**TÂCHES À RÉALISER:**
1) Pouvez-vous reprendre mot pour mot le passage du texte sur le Grupo de Puebla qui commence par « Le Grupo de Puebla est » et se poursuit jusqu'à « groupe de dialogue. » ?
2) Pourriez-vous poursuivre le texte sur le Grupo de Puebla à partir de sa dernière phrase ?
=== EXTRAIT DU TEXTE ===
Vous faites partie du Grupo de Puebla. Pourriez-vous nous expliquer de quoi il s’agit ? Est-ce qu’il s’agit d’une continuation des idéaux de l’UNASUR ?

Le Grupo de Puebla est un rassemblement de citoyens latino-américains autour d’idées progressistes pour la région. Parfois, il vaut mieux définir les choses par ce qu’elles ne sont pas. Ce n’est donc pas un regroupement de partis, ce n’est pas une union d’organisations non gouvernementales, et ce n’est pas un club d’anciens présidents ou gouvernements. Nous sommes simplement des citoyens qui réfléchissent et songent à des débouchés progressistes pour la région. Le Grupo de Puebla a été créé dans la ville de Puebla, qui est une ville emblématique pour les Latino-Américains puisque c’est là que s’est tenue la conférence qui a bouleversé la pensée de l’épiscopat latino-américain. C’est aussi une ville où, pour la première fois en 100 ans, un maire progressiste est parvenu au pouvoir. Nous avons un accès relativement restreint parce que nous sommes essentiellement un groupe de dialogue.
=== DONNÉES EXTRAITES ===
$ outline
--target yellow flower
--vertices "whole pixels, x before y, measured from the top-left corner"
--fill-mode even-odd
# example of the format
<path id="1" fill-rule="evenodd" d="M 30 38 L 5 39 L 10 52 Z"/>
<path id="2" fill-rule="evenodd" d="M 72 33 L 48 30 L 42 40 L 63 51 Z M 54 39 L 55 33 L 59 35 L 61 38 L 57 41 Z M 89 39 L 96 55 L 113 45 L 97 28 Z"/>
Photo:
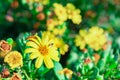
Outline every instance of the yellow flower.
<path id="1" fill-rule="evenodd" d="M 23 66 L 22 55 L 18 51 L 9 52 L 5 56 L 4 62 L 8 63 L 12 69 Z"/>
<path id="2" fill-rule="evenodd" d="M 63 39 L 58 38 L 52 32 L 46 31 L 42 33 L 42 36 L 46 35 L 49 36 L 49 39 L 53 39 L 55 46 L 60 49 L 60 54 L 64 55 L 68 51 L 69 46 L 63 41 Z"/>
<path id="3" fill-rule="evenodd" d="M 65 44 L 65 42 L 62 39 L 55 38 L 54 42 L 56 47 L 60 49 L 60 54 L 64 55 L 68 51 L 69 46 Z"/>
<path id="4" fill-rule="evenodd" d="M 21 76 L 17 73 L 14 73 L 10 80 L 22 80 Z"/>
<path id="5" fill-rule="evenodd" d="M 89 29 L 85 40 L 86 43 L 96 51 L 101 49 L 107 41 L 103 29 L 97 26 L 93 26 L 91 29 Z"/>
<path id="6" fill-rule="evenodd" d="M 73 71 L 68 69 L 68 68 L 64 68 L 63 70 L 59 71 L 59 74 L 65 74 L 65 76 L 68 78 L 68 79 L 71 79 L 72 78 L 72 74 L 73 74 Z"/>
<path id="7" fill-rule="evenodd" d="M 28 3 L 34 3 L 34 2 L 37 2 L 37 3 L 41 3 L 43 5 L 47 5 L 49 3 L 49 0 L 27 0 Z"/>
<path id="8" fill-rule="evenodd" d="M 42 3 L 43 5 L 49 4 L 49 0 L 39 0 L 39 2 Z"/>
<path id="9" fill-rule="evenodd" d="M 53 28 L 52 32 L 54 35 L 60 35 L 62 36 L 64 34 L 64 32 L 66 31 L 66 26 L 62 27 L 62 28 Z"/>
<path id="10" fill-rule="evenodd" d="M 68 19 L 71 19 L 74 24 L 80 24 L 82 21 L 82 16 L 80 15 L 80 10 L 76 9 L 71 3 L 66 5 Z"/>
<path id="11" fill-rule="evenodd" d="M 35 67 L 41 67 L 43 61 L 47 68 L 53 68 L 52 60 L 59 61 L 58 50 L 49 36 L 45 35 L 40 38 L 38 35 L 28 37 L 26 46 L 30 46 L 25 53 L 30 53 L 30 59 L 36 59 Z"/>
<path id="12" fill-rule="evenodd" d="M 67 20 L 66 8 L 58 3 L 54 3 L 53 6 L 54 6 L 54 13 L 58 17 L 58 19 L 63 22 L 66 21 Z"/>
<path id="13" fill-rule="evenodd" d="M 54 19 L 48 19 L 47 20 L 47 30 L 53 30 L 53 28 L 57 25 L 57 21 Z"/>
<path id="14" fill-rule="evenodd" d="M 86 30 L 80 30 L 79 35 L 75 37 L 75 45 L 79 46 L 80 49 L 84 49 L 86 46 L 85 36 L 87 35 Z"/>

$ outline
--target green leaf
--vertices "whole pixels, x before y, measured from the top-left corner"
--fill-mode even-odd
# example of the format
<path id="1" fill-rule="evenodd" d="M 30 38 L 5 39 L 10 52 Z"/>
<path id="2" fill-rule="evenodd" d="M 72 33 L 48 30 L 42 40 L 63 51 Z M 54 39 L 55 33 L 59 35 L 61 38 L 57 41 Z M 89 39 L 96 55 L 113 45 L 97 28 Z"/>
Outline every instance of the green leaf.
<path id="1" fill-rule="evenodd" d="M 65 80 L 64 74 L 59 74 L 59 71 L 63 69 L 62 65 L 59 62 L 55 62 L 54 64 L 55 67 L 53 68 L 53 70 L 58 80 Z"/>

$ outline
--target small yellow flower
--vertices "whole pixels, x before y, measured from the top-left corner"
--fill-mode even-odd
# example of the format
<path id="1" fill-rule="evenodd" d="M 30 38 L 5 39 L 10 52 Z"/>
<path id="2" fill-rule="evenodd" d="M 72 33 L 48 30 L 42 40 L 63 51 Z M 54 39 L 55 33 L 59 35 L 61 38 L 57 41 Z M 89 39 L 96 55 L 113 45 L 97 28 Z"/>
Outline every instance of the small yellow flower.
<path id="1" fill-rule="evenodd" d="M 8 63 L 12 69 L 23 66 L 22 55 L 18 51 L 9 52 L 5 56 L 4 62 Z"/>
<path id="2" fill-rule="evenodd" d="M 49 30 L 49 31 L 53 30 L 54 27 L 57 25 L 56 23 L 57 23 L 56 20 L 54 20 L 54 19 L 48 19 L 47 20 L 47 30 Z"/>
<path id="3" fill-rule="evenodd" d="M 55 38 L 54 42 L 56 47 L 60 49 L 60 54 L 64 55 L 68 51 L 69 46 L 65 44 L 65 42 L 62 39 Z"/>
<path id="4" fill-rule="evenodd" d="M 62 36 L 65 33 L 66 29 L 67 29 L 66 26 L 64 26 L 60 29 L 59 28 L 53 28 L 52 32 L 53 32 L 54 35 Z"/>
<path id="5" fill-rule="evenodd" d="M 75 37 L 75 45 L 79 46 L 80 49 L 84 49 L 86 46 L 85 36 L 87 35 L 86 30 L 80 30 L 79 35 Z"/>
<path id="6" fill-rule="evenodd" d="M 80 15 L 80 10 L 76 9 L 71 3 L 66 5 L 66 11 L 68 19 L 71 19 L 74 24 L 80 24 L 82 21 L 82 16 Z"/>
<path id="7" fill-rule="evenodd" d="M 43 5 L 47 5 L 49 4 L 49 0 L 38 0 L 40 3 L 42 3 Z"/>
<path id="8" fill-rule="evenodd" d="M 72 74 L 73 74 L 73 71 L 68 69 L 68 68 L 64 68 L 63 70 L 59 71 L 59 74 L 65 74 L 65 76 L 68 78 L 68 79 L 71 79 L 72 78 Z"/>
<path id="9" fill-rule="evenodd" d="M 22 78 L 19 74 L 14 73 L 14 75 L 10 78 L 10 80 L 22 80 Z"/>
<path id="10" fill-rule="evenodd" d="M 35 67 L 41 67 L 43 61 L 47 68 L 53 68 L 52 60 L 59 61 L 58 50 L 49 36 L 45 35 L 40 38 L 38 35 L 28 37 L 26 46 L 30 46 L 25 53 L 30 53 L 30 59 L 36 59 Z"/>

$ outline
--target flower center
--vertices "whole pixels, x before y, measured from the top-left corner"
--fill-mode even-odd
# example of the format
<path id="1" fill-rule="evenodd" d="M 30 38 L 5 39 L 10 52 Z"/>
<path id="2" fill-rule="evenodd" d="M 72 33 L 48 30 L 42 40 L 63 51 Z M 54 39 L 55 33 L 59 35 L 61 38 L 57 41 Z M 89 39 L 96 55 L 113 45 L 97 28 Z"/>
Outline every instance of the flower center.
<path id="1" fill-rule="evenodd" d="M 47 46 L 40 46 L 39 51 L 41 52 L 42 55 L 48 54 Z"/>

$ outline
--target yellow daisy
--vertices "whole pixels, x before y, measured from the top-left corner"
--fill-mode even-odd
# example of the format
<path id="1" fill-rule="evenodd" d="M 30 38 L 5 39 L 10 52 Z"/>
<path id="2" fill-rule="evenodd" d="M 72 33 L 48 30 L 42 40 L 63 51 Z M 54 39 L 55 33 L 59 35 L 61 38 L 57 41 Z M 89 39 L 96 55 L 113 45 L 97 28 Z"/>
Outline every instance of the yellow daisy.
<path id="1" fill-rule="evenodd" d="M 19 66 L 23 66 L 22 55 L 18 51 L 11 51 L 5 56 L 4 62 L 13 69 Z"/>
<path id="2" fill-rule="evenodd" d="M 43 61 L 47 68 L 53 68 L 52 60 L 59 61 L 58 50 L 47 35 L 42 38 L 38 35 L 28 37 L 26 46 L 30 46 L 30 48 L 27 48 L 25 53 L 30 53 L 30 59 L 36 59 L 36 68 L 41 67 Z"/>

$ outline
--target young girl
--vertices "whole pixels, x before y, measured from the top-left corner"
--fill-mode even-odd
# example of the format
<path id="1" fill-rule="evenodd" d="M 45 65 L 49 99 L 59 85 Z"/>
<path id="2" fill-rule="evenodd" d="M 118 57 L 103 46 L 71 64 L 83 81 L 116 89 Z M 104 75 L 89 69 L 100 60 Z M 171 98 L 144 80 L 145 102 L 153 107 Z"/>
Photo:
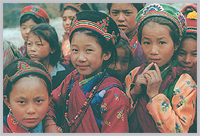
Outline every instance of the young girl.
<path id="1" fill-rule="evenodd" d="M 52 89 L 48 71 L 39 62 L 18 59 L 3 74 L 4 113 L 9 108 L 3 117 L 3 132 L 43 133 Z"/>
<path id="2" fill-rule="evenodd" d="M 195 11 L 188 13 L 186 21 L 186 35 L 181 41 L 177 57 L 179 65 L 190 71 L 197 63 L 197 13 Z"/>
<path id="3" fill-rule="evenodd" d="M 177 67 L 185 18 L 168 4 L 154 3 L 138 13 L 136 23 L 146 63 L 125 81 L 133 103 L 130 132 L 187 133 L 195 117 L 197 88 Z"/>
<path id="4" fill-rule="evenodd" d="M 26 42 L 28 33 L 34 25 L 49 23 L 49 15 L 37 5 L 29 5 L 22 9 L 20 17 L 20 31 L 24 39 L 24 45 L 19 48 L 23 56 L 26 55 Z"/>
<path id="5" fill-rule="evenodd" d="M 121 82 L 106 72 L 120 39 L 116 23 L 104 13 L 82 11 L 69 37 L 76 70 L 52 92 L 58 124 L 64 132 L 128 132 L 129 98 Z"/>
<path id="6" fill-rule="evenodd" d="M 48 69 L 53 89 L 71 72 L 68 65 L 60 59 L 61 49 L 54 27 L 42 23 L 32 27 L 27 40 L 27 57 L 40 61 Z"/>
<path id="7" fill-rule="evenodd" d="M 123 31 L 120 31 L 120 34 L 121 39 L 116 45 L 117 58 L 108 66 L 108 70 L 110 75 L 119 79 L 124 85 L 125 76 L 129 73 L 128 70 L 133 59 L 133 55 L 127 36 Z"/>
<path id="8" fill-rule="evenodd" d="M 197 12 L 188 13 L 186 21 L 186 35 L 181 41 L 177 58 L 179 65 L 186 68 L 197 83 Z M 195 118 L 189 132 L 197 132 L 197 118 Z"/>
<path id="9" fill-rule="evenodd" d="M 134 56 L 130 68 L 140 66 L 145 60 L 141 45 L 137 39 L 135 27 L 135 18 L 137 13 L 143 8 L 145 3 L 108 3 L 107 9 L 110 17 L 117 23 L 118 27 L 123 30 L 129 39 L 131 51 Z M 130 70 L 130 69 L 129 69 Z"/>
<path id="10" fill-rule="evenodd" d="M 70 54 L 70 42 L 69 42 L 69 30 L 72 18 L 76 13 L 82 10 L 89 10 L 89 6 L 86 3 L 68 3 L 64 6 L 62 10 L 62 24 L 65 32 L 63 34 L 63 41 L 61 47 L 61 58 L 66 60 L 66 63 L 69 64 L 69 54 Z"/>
===
**RÉSULTATS FINAUX:**
1)
Le Grupo de Puebla est un rassemblement de citoyens latino-américains autour d’idées progressistes pour la région. Parfois, il vaut mieux définir les choses par ce qu’elles ne sont pas. Ce n’est donc pas un regroupement de partis, ce n’est pas une union d’organisations non gouvernementales, et ce n’est pas un club d’anciens présidents ou gouvernements. Nous sommes simplement des citoyens qui réfléchissent et songent à des débouchés progressistes pour la région. Le Grupo de Puebla a été créé dans la ville de Puebla, qui est une ville emblématique pour les Latino-Américains puisque c’est là que s’est tenue la conférence qui a bouleversé la pensée de l’épiscopat latino-américain. C’est aussi une ville où, pour la première fois en 100 ans, un maire progressiste est parvenu au pouvoir. Nous avons un accès relativement restreint parce que nous sommes essentiellement un groupe de dialogue.

2)
Ne faites-vous que discuter ? Ce groupe n’a-t-il pas de volonté de production de propositions ?

Des propositions concrètes ont déjà été faites. Par exemple, la Commission pour la défense de la justice et de la démocratie a été créée. L’un des principaux problèmes de la région est que nous avons fini par judiciariser la politique. La preuve de cette judiciarisation de la politique est le cas de l’ancien président brésilien Lula, le cas le plus emblématique de la manière dont la justice a été utilisée comme instrument politique pour empêcher que Lula ne devienne une option électorale. Nous nous sommes également mis d’accord sur un programme de convergence, afin de créer les conditions pour que les dix mécanismes supra-régionaux qui existent dans la région puissent converger vers une proposition d’intégration unique qui serait sous l’orbite de la CELAC – qui est le seul mécanisme d’intégration qui rassemble les 34 pays, sans exception. L’objectif de ce groupe est de travailler sur un agenda en construction, un concept dynamique de travail sur les enjeux et les propositions.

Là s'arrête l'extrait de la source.